= WORK TO COMPLETE =
Extract the line that contains "Reviewer note: check that each instance of the backpack" and every line after it to the end of the records below, exactly as written and nothing else.

Position annotation records
--- Begin ---
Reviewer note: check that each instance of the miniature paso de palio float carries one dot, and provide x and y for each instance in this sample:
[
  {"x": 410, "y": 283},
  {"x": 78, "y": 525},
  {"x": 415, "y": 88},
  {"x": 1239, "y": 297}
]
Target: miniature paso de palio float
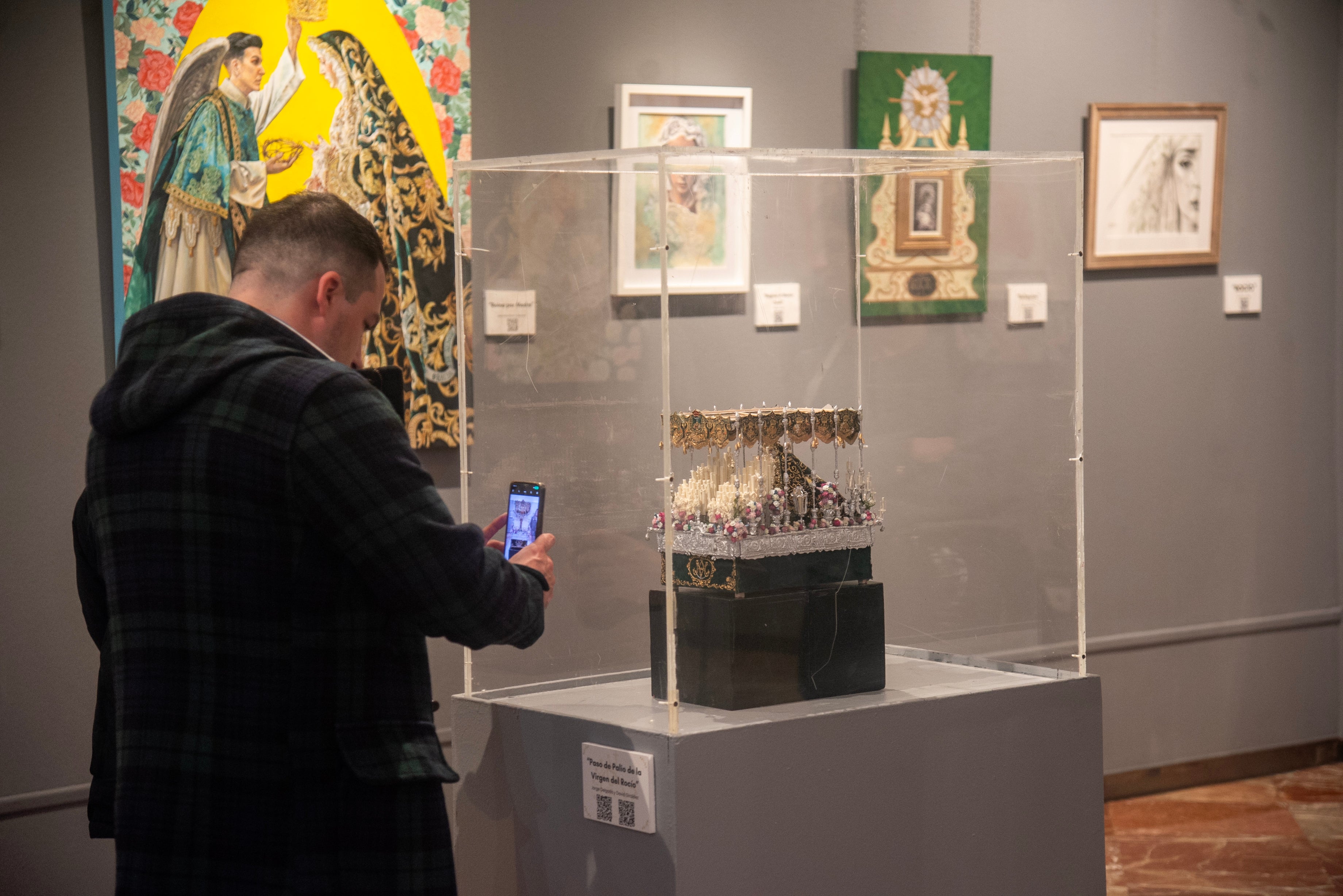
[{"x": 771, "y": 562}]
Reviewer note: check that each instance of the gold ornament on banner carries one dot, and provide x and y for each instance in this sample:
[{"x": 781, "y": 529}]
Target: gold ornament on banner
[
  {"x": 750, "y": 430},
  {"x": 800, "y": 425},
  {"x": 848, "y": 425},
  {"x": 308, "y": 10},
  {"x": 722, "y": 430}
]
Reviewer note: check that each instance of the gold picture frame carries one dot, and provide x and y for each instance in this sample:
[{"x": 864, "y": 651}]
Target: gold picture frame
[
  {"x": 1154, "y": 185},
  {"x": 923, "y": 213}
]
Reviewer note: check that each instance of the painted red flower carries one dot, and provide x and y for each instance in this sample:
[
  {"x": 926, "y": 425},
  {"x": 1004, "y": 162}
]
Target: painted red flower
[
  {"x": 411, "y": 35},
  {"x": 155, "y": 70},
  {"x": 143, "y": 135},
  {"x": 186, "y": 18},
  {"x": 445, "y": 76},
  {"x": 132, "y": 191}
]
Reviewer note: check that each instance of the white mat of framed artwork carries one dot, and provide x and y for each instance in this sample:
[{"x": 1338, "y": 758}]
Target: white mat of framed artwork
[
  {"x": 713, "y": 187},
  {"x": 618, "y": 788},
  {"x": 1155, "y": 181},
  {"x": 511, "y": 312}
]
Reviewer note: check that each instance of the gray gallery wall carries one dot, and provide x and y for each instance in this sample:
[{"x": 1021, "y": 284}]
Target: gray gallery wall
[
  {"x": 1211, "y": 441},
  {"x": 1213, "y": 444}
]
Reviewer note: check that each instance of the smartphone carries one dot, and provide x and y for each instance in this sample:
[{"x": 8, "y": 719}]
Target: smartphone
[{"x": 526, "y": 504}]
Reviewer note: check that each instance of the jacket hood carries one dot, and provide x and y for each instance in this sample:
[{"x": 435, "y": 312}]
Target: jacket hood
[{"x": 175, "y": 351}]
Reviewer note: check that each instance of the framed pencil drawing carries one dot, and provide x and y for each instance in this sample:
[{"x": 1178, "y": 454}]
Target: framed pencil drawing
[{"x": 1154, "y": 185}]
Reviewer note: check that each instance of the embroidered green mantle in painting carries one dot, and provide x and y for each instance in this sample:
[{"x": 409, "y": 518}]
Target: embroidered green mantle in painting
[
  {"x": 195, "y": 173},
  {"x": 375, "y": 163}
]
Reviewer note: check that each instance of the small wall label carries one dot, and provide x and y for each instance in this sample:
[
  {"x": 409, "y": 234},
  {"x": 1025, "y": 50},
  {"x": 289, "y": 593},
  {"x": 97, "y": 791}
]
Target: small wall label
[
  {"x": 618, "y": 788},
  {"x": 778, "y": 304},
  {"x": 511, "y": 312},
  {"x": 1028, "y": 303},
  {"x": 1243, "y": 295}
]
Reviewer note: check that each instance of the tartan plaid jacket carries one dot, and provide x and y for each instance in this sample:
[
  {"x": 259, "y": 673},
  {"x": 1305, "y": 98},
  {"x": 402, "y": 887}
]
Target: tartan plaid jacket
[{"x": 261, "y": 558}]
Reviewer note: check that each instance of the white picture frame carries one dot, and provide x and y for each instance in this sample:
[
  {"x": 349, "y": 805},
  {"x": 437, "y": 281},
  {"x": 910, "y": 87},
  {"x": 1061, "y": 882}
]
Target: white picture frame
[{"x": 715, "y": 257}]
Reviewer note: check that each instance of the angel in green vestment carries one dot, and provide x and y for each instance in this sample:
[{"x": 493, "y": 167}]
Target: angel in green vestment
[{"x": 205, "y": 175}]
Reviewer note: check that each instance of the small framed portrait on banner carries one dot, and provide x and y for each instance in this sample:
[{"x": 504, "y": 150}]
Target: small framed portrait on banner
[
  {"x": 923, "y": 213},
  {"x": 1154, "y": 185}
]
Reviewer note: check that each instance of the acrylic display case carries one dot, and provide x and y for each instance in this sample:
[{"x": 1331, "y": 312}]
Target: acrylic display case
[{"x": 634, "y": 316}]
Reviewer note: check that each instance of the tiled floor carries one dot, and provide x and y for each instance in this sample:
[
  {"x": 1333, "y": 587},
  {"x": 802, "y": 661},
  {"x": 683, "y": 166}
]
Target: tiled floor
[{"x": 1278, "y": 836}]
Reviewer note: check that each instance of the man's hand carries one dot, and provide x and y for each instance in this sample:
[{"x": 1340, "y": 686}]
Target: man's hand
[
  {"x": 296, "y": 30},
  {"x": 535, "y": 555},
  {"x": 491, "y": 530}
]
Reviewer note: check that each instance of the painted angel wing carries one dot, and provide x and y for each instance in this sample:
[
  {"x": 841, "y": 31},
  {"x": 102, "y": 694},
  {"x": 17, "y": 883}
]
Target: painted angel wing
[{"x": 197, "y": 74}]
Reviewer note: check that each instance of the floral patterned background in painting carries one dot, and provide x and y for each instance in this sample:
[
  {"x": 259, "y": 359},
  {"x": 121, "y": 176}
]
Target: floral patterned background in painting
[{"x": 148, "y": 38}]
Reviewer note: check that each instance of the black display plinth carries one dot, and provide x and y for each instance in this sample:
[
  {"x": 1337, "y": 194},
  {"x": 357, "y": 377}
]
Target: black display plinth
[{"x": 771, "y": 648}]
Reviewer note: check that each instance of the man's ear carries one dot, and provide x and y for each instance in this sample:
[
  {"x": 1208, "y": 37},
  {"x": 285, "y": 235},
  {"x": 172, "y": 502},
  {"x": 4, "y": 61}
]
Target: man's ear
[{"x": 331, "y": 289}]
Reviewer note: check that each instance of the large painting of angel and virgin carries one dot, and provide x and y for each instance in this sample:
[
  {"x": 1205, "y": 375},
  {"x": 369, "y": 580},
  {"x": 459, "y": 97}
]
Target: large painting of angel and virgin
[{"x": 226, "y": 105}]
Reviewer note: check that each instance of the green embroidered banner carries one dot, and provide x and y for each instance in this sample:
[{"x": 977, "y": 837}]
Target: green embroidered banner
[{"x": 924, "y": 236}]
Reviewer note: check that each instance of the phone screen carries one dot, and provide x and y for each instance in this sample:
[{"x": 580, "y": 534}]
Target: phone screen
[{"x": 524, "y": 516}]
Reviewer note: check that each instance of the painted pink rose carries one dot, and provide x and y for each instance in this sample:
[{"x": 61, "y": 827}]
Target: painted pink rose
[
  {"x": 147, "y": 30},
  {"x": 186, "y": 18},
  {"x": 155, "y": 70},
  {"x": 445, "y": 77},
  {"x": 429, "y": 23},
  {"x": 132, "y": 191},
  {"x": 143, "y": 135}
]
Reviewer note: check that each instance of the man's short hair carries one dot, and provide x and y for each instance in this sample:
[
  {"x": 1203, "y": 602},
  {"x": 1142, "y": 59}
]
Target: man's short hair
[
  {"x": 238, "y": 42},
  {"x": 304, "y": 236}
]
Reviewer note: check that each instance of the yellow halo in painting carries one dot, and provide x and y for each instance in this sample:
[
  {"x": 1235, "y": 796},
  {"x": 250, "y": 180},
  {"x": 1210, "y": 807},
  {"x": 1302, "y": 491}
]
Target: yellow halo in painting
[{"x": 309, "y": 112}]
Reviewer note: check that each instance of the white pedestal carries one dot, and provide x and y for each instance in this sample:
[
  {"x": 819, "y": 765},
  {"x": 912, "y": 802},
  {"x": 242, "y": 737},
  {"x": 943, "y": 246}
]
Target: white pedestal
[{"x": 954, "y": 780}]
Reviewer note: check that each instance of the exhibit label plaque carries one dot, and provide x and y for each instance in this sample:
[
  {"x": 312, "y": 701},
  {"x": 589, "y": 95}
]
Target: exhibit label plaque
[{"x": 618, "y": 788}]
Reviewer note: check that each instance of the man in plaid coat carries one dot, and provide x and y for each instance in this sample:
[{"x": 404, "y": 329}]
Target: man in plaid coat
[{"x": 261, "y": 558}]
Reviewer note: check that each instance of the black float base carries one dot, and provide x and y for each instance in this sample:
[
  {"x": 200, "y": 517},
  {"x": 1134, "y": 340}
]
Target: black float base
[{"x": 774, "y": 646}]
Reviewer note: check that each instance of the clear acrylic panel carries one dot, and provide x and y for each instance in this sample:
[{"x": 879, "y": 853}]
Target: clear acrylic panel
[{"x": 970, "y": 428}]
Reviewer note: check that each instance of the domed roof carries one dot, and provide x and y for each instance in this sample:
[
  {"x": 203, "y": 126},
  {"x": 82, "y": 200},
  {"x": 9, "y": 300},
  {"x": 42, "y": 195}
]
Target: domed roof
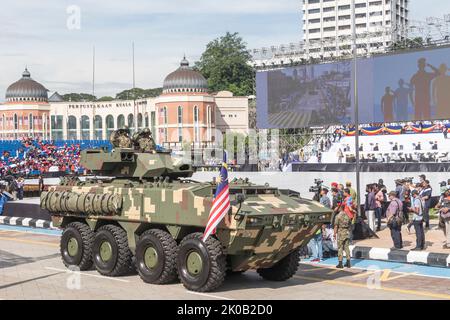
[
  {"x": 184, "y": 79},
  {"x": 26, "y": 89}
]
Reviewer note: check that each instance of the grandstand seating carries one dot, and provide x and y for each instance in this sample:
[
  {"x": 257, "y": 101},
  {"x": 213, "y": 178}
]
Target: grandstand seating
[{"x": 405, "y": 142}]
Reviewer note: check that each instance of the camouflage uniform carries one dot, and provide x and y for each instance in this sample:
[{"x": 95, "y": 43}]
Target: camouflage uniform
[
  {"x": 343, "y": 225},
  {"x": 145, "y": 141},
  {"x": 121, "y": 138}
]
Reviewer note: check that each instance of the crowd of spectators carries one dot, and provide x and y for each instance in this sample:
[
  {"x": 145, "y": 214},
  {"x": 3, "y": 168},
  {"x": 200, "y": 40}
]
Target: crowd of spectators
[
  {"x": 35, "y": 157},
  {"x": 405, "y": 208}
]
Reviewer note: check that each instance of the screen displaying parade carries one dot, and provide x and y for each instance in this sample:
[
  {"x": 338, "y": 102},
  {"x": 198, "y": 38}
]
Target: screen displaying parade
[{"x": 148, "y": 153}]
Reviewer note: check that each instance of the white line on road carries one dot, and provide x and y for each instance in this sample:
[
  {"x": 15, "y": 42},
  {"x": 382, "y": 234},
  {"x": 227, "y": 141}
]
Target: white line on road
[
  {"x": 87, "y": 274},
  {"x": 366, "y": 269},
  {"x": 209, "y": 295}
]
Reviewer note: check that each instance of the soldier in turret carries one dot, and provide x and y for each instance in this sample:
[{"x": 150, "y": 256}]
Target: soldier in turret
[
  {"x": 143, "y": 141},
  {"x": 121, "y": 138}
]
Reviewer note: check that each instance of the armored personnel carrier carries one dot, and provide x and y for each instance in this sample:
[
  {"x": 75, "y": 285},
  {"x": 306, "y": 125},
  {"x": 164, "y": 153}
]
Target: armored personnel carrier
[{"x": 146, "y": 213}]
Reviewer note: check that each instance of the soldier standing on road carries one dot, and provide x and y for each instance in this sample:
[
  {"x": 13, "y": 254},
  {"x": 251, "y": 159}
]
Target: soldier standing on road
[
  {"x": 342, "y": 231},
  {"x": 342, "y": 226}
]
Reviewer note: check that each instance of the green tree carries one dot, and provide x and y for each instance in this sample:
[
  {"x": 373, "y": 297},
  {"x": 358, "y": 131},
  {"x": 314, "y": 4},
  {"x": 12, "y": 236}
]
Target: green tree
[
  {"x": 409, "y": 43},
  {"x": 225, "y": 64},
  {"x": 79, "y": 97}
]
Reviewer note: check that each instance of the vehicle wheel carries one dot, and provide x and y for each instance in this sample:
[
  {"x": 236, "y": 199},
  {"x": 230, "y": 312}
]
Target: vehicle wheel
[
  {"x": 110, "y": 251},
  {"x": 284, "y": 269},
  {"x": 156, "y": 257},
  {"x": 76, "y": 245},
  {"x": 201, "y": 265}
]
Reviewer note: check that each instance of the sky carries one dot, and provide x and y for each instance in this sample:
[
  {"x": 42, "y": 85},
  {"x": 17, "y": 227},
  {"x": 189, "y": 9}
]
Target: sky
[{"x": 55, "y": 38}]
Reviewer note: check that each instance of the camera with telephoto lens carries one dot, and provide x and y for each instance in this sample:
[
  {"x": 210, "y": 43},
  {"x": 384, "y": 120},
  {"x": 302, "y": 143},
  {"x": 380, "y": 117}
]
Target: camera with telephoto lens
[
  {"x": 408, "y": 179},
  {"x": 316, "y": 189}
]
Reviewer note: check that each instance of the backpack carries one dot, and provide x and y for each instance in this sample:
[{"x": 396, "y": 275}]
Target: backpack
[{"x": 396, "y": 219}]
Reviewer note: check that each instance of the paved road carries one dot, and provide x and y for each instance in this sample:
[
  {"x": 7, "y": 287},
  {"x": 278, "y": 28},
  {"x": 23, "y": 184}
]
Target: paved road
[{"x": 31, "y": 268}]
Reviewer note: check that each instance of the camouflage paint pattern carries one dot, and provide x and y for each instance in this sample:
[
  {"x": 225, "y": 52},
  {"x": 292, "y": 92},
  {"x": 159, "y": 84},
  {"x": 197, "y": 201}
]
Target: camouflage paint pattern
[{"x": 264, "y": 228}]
--- End ---
= REPLY =
Reviewer note: check that each instance of the backpack carries one dot, and provide x and y for each instance in this sample:
[{"x": 396, "y": 275}]
Target: backpack
[{"x": 396, "y": 219}]
Reviewer note: check that each instance of the paved road carries one dot, and provide x and y for each instance in this sample:
[
  {"x": 7, "y": 287},
  {"x": 278, "y": 28},
  {"x": 23, "y": 184}
]
Target: paved road
[{"x": 31, "y": 268}]
Reviewer note: check that each instance of the camouflage paint pattern carries one dot, and provide x and y for each instance in this sample:
[
  {"x": 225, "y": 52},
  {"x": 292, "y": 92},
  {"x": 159, "y": 84},
  {"x": 197, "y": 201}
]
Target: camouflage paint pattern
[{"x": 264, "y": 228}]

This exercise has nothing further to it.